Stored records
╭──
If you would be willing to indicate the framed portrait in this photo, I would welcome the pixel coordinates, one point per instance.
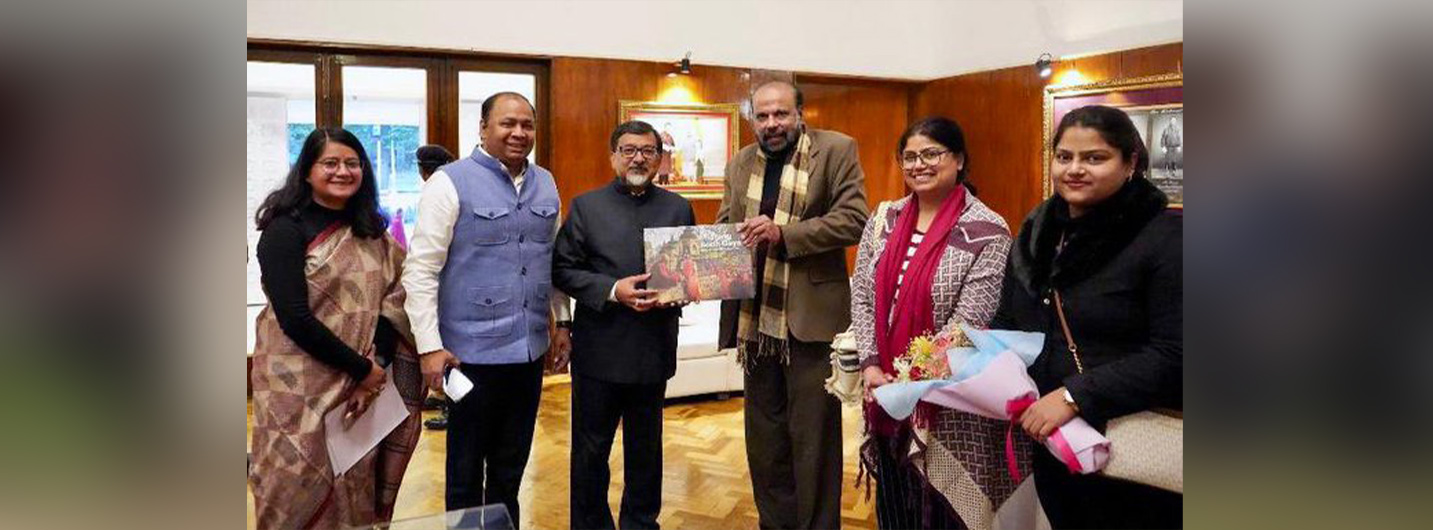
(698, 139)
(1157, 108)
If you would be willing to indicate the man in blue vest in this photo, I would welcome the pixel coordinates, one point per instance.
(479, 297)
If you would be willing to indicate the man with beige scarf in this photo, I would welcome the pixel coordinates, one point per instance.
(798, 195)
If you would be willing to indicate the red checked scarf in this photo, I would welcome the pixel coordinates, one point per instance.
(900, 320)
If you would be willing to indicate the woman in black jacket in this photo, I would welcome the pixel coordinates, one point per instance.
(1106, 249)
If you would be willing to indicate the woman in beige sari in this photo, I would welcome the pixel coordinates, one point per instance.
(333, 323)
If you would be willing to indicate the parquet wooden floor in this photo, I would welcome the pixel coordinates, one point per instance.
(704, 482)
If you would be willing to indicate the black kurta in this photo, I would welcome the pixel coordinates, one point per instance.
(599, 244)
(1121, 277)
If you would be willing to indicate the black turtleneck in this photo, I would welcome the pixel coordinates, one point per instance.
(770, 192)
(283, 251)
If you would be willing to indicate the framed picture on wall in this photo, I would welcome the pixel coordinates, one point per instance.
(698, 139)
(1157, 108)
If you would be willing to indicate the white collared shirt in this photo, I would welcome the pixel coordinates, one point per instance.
╰──
■ **THE TASK**
Above are records to transcribe exactly; leave their pictures out.

■ **SOLUTION TO THIS TASK**
If you would be willing to indicate the framed portrait in this photo, I would welcome the pixel coordinates, one point per instance.
(698, 139)
(1157, 108)
If you would be willing to indicate the man in blue vest in this photo, I would welcome the pixel coordinates, one point per instance.
(479, 297)
If you would be willing to indicate the man with beige scarf in this photo, I would welcome the pixel coordinates, one point per instance.
(798, 195)
If you would be willing to indicate the red checked scarf in this photo, I would welcome the pixel coordinates, one point per instance.
(900, 320)
If you would be willing to indicate the woman in black jacket in this photo, I would welcome the pixel coordinates, one point per instance.
(1106, 249)
If you would be willing to indicate the woman in beige sari in this photo, I would welcome the pixel coordinates, one point per instance.
(333, 323)
If you would be willing to indicate the parquet wooden floor in this photo, I would welcome the pixel coordinates, one point per instance.
(704, 482)
If you would be willing to indicate the black kurta in this photo, I would welcome the pixel coordinates, one point per instance.
(599, 244)
(1121, 277)
If you would be willing to indicate the black turtleneck in this photo, I would welcome the pixel coordinates, one point per instance.
(770, 192)
(283, 251)
If you would be willing to indicate the framed picture on wall in this photo, I would welcome the pixel coordinates, one point per instance.
(698, 139)
(1157, 108)
If you would be willing to indicate the white collared shirt in this photo, I would welcome the pixel coordinates, one point per instance.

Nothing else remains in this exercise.